*** Opening Selected text ***

Real-Life-LogThe first person who can tell me the screenwriting significance of this picture gets a free upvote!

A lot of times I’ll get e-mails asking me why I don’t pick your scripts for an Amateur Offerings slot. The short answer is that the loglines or the queries aren’t good enough. But there’s obviously more to it than that and if I had the time, I’d e-mail you and let you know specifically why they weren’t chosen.  Well, consider today my e-mail back.   I’ve decided to highlight seven queries I’ve received over the past month and explain why I didn’t choose them. This is not meant to embarrass the writers in any way, but rather to help them understand what the person on the other end is thinking.  Each query contains the ENTIRE text from the e-mail (minus the subject line). So if something is missing, it’s not me.  Hopefully this is helpful to the original queriers as well as the rest of you.  Let us begin!

QUERY 1

Please post it for AOW! Because you’re awesome… I’m awesome… we’re all awesome! LOL. Thanks!

Title: MIDNIGHT LEATHER
Genre: Psychological Thriller / Horror
Logline: A troubled actress moves into an old-fashioned mansion to recover from a mental breakdown, but her husband suspects that she’s lost her sanity when she begins claiming that the mansion is haunted.

*** Closing Selected text ***
*** Opening Data excerpts ***

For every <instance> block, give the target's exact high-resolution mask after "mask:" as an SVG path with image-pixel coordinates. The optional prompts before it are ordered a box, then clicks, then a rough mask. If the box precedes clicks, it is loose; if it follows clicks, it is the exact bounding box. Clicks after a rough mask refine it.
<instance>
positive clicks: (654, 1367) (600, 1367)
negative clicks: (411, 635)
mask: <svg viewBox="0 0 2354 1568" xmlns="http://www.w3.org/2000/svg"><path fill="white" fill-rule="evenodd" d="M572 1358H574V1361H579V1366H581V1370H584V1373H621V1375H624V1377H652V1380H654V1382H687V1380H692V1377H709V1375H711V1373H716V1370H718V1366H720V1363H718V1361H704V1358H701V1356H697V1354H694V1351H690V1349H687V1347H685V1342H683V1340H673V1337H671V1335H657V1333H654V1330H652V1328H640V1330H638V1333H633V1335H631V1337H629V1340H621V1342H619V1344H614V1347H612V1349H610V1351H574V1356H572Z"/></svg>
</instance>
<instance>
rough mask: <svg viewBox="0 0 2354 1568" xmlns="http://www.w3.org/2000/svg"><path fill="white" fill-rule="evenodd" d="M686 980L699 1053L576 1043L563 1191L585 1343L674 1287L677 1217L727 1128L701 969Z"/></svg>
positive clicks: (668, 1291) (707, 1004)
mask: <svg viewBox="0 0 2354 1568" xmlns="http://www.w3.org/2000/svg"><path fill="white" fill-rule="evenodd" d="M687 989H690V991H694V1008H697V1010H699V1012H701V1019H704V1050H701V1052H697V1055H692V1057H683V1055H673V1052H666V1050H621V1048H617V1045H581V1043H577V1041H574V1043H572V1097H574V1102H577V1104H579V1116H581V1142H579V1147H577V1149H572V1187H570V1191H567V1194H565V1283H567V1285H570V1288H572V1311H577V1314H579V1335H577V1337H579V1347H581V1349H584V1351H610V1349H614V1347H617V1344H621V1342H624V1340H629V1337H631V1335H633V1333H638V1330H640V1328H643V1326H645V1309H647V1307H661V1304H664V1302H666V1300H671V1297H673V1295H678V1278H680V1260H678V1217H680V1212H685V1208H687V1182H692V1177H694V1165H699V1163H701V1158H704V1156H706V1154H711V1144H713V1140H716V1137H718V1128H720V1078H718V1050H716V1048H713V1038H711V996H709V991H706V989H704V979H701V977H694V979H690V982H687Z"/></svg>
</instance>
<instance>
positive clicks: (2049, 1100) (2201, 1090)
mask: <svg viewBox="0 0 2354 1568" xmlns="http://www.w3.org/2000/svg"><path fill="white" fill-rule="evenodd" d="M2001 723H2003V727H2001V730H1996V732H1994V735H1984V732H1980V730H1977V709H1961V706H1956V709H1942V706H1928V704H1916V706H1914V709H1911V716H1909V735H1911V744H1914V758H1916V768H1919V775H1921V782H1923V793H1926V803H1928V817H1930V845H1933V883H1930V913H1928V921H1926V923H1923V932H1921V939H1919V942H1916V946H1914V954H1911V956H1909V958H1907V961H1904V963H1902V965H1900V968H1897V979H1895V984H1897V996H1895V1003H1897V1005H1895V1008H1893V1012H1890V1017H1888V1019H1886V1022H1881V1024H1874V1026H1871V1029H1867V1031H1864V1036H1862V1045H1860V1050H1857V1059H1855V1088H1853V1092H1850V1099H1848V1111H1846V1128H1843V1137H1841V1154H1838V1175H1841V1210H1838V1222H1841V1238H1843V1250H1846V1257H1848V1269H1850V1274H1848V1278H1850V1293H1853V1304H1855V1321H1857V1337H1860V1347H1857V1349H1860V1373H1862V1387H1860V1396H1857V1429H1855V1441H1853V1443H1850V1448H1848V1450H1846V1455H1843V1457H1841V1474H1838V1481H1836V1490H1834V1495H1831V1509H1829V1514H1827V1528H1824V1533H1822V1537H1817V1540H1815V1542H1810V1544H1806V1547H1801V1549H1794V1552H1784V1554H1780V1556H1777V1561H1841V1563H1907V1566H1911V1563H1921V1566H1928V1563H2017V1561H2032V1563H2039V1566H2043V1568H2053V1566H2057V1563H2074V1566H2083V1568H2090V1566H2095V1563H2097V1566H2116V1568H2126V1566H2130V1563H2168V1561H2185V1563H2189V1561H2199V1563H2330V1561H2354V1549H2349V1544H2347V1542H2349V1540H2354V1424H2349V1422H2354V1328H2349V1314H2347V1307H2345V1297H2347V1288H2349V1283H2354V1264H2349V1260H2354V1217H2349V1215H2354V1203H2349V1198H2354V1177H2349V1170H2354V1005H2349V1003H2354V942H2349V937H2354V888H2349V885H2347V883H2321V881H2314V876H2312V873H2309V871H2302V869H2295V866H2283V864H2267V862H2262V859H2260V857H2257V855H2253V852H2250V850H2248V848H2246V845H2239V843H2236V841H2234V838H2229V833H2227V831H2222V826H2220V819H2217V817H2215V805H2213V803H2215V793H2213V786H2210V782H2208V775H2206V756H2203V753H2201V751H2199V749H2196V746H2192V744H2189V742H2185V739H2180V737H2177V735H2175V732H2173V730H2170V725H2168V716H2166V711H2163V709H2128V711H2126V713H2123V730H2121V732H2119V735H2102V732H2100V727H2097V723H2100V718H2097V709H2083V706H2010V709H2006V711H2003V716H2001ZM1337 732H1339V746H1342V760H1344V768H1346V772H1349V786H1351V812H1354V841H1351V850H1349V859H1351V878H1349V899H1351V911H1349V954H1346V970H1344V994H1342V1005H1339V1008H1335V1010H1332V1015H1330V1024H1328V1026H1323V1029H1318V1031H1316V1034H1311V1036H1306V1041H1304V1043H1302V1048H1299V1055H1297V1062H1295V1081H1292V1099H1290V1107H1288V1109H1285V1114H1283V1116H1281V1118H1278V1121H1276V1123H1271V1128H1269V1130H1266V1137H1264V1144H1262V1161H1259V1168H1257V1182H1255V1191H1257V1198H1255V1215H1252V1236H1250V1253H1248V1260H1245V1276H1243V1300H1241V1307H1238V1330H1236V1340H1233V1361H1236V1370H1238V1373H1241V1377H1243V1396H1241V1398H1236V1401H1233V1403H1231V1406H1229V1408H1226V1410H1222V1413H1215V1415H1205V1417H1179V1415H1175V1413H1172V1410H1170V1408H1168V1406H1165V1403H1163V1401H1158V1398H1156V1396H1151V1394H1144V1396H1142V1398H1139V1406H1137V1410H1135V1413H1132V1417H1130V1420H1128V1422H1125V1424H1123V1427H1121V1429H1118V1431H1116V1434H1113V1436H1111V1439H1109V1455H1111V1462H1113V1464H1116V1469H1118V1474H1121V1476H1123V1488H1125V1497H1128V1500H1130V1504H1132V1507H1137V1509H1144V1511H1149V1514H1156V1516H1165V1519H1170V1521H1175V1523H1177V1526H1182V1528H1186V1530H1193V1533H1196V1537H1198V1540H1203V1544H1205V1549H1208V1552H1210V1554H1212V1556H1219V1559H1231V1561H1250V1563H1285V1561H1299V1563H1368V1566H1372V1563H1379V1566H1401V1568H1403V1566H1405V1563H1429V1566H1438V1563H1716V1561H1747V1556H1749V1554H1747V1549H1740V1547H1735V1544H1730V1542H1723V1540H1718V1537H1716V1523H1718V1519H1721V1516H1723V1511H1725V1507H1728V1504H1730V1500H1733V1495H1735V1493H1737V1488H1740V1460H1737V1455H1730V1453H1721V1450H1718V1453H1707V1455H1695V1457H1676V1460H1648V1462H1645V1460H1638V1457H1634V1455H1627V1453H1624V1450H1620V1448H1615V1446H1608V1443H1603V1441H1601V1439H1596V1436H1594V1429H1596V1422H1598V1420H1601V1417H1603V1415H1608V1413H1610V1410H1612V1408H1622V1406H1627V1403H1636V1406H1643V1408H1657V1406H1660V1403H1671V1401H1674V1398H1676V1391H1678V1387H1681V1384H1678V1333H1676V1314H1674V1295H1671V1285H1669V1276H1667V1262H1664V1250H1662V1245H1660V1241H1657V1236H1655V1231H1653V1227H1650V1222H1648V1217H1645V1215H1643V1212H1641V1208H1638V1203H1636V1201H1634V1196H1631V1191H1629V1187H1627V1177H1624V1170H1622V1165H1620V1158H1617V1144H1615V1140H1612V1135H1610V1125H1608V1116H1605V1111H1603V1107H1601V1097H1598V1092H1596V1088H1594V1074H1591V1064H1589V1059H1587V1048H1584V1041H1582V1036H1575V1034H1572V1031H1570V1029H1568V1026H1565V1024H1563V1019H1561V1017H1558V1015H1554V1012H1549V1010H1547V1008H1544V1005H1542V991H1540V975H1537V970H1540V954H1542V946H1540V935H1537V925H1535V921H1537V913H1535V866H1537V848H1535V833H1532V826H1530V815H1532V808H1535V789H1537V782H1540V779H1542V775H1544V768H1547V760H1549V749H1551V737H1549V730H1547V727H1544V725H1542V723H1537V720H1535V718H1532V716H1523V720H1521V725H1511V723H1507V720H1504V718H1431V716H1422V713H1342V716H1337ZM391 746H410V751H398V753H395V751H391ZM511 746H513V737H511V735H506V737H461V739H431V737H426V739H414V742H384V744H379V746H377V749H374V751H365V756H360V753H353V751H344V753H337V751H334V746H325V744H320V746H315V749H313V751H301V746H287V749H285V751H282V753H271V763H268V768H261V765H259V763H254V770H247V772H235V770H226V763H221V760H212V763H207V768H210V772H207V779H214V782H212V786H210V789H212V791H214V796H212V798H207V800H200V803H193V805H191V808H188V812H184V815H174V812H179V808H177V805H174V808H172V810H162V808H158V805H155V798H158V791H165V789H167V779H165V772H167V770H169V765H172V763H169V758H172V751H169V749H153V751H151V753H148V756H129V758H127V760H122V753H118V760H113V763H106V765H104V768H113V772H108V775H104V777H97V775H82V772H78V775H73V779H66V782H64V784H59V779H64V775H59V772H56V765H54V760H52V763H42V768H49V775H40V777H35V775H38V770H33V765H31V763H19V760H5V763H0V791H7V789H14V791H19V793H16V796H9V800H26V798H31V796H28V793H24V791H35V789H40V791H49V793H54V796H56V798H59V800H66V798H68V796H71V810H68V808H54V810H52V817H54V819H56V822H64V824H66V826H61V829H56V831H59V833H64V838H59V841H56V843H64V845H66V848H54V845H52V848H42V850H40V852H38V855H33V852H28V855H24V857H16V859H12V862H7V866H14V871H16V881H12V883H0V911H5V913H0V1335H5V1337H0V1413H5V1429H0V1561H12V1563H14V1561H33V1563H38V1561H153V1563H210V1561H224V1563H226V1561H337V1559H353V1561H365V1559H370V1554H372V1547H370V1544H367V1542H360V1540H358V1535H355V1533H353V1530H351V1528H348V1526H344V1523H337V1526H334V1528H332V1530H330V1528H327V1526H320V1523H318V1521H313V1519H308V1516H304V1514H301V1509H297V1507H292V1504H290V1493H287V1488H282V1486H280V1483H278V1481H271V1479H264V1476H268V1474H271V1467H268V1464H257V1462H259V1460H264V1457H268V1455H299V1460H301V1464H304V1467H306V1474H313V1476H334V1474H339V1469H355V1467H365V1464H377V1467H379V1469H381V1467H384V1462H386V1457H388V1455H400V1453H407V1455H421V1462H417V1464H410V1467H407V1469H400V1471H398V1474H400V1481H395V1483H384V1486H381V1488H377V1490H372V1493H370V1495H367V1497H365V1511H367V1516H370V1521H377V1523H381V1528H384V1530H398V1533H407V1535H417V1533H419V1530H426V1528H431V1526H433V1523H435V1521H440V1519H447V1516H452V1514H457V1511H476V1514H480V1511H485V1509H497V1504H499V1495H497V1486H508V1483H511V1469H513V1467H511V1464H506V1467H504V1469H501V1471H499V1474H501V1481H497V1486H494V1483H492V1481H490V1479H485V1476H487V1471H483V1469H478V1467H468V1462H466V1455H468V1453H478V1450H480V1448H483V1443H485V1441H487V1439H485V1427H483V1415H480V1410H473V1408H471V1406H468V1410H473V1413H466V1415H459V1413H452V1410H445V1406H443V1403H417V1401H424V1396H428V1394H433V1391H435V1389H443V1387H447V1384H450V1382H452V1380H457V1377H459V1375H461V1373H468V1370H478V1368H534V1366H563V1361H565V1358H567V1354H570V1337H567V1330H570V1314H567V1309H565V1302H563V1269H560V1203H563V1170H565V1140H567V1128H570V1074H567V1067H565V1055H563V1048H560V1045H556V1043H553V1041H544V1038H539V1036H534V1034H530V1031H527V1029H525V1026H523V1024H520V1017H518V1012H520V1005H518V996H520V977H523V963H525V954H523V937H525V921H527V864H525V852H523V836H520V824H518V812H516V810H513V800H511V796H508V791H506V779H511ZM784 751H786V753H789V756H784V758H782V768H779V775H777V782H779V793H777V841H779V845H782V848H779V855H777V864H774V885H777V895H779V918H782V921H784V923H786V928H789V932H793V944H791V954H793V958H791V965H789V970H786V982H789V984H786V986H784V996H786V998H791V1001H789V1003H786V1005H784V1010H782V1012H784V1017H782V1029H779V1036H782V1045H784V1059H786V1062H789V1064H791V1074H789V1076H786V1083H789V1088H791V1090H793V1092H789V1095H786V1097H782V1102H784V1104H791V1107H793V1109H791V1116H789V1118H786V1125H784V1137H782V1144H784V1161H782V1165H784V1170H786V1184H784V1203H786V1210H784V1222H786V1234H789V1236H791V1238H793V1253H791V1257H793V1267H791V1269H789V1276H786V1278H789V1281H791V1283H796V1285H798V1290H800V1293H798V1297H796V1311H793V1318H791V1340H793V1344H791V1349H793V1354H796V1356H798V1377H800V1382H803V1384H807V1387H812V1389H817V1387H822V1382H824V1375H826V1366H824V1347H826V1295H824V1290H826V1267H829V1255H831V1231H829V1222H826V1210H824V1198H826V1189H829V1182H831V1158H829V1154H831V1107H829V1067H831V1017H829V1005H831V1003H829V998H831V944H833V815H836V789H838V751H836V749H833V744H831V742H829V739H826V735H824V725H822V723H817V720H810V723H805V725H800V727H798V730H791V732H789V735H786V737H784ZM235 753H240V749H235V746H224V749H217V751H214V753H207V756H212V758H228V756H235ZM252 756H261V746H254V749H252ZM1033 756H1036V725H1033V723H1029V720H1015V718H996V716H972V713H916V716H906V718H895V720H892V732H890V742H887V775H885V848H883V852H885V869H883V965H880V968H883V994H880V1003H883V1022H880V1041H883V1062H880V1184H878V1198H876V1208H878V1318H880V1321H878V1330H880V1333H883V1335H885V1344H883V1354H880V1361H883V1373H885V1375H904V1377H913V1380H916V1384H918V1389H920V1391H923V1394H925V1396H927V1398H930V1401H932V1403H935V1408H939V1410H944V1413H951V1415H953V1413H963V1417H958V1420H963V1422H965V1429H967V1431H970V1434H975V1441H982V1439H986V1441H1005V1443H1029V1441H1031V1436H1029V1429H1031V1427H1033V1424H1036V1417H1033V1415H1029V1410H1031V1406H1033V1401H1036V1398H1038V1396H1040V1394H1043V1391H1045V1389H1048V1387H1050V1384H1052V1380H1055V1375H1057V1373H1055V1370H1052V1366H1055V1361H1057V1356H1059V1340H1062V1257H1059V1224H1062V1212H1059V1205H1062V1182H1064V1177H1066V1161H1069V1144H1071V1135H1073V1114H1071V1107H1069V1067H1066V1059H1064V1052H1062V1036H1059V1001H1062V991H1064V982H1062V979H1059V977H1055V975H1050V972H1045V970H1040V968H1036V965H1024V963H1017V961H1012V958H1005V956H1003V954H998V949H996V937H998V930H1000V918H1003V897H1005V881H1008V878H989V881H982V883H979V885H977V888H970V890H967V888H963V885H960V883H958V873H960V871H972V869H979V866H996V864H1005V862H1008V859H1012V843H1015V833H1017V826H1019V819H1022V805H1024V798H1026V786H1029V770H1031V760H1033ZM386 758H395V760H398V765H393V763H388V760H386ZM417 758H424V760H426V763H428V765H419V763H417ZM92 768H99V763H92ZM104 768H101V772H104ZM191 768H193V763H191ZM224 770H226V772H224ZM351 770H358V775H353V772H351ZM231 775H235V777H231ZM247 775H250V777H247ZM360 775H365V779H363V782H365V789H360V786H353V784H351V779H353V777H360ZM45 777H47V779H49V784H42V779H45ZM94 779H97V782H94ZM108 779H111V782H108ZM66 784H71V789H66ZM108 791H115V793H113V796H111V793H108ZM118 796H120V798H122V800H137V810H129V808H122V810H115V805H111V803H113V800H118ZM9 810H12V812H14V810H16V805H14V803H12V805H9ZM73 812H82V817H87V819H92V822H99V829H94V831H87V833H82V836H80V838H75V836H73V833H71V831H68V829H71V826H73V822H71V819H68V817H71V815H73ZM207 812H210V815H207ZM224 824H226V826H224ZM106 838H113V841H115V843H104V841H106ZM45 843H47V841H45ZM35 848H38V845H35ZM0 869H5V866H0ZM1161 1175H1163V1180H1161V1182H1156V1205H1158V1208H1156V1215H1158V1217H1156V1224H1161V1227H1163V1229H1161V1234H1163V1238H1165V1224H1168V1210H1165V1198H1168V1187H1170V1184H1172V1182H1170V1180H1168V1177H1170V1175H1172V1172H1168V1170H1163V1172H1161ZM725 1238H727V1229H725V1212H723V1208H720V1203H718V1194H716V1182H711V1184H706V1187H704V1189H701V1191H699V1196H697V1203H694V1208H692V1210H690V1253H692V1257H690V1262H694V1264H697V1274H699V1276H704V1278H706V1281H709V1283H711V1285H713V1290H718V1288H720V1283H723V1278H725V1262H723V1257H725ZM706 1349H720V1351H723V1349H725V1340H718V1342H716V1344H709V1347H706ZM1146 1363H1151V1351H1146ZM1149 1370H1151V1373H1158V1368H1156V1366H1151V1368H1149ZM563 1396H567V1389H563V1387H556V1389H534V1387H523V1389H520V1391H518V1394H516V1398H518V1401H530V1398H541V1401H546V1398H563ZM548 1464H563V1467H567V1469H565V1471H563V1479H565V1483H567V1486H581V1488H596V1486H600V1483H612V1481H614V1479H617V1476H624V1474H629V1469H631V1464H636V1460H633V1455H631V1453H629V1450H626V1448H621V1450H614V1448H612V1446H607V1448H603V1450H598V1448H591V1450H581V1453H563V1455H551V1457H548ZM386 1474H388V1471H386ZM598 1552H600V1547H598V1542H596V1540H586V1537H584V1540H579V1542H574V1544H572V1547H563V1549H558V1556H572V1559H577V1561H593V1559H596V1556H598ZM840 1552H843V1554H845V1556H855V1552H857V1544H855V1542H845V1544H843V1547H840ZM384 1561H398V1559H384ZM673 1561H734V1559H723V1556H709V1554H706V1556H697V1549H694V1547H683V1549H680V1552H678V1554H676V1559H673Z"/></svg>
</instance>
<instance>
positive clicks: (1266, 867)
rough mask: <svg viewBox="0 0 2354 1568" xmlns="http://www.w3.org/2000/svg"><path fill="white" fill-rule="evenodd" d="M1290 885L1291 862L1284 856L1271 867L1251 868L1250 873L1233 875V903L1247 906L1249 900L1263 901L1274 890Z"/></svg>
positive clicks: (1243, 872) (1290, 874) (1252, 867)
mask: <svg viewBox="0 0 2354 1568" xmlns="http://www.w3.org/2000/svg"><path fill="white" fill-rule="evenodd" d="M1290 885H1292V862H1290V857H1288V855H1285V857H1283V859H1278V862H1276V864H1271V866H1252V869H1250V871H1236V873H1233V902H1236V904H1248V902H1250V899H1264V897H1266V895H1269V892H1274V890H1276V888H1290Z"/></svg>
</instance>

*** Closing Data excerpts ***

▶ [Problem set]:
• 1. In the post about script queries, how many queries does the author say will be highlighted and explained?
• 2. Pick up the post about script queries after its final line and write what comes next.

▶ [Outputs by task]:
• 1. Seven queries received over the past month.

• 2.
WYSR: Haunted house movies have two cliches that annoy me. First, matches and candles have open flames that are often used as sources of light without any regard for their safety. Second, cell phones either have dead batteries or are out of range. These cliches inspired me to write Midnight Leather, in which fire is dangerous and cell phones are ubiquitous. I hope you enjoy the script and I appreciate your feedback!

Why it wasn’t chosen: Let’s start with this one because it’s not a terrible query by any means. But there are a few things that worried me. First, the term “old-fashioned mansion.” “Old-fashioned” is such a generic word. With so few words to use in a logline, each one has to be really well thought out. That one isn’t. But the real killer was the Why You Should Read. Of all the immensely important things that are required for a good screenplay – character development, excellent plotting, strong dialogue, goals, stakes, urgency – the focus on open flames tells me that the writer isn’t concerned about the right thing.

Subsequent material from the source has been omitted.